_Goal of the exercise_. Find each line in the records that contains the word "yellow", and copy those lines.

_Records for the task_.
— Start —
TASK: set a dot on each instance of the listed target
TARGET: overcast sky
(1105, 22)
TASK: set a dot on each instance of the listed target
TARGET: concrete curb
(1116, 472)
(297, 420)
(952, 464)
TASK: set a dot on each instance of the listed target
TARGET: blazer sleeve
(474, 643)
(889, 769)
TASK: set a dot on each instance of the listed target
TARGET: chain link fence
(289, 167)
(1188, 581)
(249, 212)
— End —
— Start —
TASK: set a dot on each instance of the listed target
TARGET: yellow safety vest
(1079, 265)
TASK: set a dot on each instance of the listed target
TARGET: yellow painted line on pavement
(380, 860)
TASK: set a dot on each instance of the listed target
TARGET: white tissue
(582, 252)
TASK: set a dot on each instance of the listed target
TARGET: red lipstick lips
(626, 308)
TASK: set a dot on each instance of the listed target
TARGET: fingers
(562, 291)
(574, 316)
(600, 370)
— End —
— Start —
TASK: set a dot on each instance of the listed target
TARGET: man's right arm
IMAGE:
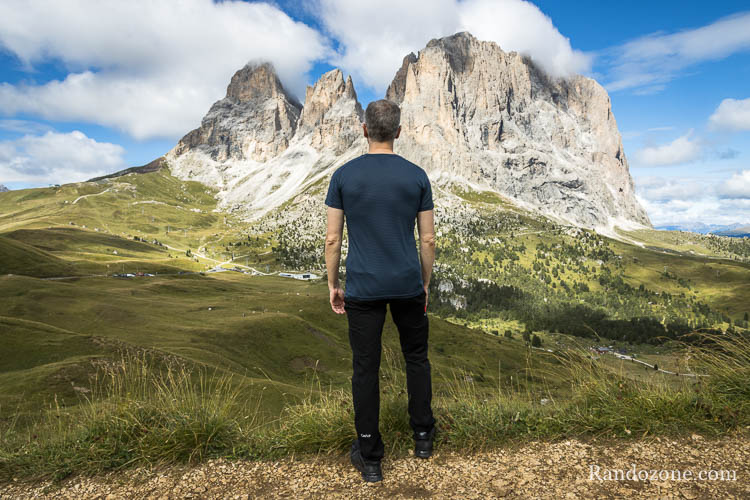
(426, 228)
— End —
_Result of the exercise_.
TARGET: yellow safety vest
TARGET: yellow painted line on pavement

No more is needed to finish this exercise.